*** Record excerpts ***

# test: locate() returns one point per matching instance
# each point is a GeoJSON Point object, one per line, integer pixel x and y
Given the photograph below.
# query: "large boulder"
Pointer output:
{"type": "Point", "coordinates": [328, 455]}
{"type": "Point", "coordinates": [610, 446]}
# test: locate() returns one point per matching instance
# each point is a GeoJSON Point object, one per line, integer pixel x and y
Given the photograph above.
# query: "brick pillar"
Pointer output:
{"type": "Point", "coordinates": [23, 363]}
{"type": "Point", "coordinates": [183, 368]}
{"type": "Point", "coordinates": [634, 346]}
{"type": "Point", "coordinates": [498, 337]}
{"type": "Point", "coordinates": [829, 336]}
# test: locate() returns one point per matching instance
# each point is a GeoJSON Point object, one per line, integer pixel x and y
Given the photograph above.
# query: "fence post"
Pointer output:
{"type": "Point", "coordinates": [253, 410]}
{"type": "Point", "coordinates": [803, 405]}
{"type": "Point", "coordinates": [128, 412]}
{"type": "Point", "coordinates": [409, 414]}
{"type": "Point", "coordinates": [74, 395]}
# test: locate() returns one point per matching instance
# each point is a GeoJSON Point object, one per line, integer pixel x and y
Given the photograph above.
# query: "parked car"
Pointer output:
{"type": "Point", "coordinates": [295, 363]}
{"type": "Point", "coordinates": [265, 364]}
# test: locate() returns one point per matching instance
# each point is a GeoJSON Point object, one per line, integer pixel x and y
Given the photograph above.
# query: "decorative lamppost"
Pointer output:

*** End of Record excerpts ***

### About this task
Considering only the records above, state the number of lines that include the word "query", with nothing added.

### Task result
5